▸ Exercise instructions
Find each line in the rows below that contains the word "dress" and copy it out. Case counts.

▸ Records to use
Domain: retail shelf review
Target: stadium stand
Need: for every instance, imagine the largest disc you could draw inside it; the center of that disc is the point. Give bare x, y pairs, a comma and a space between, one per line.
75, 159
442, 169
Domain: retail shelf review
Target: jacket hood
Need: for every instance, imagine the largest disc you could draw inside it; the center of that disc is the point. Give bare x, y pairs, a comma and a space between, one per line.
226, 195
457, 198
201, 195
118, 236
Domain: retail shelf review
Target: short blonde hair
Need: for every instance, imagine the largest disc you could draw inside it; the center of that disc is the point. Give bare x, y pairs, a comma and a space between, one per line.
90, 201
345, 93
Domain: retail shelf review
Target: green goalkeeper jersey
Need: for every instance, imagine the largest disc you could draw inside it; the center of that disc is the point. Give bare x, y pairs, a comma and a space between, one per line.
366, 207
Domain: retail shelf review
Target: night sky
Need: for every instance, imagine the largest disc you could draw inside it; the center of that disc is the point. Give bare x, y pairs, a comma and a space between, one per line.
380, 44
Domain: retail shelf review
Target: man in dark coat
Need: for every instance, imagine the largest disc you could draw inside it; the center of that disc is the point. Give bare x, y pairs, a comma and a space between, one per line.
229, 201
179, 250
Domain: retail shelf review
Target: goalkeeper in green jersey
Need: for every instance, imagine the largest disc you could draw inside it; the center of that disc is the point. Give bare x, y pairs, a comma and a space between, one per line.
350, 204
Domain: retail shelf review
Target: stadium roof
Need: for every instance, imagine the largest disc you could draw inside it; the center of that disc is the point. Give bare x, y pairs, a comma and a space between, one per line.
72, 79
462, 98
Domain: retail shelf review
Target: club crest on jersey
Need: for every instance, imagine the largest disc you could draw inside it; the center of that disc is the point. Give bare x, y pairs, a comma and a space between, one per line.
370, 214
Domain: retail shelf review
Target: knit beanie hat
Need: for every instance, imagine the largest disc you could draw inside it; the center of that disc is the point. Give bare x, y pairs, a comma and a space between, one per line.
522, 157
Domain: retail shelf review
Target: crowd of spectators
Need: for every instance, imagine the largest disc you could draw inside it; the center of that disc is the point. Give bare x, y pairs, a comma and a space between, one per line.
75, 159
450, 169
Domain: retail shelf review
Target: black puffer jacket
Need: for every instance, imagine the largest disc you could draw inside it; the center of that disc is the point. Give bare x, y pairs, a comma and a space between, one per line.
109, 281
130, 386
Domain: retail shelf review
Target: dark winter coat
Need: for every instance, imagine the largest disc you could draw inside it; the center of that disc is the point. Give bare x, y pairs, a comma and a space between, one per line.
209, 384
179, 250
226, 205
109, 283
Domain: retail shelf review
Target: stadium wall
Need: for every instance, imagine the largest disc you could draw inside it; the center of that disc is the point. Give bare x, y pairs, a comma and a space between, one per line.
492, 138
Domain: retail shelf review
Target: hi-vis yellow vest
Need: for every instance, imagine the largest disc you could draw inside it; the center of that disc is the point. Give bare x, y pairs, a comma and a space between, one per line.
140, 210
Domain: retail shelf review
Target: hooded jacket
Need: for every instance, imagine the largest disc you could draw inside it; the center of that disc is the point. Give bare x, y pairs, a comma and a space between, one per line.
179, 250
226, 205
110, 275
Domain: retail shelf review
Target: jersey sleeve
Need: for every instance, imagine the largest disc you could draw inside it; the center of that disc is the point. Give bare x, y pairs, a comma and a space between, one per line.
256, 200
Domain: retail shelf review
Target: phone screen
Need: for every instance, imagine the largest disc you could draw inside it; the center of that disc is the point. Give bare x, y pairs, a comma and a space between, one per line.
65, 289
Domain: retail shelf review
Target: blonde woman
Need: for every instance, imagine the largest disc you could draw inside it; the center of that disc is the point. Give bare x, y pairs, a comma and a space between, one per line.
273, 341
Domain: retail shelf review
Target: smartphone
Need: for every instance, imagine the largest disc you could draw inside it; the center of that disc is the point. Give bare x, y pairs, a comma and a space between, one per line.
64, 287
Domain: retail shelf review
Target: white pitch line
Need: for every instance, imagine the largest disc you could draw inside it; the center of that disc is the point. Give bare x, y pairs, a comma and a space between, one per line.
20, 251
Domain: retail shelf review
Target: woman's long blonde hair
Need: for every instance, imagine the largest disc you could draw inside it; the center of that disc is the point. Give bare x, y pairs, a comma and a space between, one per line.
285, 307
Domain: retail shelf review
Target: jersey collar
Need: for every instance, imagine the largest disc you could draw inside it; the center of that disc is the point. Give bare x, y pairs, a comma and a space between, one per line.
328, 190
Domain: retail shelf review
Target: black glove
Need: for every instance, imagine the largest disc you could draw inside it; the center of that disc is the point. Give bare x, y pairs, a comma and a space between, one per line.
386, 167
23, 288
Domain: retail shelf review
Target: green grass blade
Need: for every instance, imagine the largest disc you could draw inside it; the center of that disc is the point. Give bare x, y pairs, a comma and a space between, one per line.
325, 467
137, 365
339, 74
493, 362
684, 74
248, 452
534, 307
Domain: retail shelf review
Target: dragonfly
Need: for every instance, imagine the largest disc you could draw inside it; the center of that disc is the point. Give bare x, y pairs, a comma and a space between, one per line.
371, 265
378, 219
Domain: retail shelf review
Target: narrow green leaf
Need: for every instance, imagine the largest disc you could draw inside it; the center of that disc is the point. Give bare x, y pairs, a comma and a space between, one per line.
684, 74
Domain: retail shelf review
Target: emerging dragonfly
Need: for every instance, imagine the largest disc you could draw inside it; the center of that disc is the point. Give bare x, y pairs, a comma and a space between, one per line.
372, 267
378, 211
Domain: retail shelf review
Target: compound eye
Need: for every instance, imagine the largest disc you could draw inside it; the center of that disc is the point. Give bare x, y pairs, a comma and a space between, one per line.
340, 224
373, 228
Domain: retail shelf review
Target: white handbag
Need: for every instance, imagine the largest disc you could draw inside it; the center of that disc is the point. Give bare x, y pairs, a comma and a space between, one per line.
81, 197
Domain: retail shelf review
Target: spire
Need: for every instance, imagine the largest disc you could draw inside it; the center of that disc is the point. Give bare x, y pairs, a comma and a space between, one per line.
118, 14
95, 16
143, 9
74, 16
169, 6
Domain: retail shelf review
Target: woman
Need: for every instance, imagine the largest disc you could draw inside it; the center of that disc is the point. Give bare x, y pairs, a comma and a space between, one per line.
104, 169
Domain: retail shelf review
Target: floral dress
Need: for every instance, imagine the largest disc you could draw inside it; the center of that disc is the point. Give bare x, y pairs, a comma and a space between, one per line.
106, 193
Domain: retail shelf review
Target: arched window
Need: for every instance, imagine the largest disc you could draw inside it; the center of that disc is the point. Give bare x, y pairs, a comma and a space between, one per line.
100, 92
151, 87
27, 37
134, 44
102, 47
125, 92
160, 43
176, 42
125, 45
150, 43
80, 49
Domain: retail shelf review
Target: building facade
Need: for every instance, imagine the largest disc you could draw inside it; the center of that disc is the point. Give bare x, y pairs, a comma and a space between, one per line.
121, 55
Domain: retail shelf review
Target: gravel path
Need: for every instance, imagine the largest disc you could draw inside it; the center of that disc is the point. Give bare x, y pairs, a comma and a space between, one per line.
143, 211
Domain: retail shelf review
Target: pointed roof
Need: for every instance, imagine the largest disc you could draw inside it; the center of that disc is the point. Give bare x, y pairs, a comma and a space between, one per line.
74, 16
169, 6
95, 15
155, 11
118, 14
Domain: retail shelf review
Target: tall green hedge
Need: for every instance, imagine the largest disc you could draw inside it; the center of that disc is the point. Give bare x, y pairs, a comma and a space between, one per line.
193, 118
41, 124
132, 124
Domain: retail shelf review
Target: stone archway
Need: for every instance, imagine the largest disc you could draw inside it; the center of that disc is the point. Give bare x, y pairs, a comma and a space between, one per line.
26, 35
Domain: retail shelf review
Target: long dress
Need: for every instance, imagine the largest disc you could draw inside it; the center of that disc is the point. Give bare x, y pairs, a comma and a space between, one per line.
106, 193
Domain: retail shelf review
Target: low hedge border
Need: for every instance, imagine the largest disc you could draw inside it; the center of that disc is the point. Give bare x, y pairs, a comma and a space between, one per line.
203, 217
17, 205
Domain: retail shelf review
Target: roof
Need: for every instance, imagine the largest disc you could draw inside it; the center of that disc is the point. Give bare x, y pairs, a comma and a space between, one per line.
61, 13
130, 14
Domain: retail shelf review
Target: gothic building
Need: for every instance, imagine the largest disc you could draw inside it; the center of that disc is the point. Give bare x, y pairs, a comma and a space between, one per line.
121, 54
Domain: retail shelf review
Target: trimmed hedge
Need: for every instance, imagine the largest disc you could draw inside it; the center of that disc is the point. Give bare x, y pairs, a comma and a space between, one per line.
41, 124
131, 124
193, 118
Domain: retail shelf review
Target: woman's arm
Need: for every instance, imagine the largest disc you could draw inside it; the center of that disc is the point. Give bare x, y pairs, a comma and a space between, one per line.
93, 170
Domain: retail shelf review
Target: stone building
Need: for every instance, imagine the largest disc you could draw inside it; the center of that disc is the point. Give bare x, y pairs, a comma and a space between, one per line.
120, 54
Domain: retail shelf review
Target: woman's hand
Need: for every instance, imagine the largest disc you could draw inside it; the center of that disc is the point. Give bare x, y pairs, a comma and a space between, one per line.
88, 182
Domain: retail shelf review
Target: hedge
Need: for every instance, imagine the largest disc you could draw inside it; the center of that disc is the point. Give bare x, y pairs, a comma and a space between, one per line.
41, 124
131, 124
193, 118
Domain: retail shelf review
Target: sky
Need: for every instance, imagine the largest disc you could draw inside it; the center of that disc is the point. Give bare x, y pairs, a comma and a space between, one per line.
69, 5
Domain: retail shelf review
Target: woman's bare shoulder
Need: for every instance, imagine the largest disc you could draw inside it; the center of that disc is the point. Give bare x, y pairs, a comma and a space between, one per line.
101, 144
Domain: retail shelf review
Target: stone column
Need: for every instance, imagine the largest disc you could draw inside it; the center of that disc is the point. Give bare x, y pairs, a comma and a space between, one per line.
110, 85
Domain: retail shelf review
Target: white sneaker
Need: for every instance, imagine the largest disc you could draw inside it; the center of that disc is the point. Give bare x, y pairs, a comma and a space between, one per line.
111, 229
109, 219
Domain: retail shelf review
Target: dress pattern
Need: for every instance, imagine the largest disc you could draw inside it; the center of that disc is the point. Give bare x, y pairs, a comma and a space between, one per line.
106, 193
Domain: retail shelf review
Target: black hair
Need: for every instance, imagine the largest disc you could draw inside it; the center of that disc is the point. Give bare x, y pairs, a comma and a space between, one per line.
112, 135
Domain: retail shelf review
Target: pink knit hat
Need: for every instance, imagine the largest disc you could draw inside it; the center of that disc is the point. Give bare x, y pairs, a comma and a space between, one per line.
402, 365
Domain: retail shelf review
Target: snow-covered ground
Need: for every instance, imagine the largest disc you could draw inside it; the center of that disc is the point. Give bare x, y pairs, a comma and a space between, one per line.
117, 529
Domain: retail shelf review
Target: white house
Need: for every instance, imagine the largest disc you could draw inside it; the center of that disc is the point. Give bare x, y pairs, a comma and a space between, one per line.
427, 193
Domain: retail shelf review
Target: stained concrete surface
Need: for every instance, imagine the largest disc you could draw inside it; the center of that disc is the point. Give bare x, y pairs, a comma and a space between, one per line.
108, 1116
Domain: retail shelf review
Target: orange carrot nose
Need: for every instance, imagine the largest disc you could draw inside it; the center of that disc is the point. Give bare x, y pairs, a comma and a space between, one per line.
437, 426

▸ Final answer
Target: floral dress
Target: long dress
Target: dress pattern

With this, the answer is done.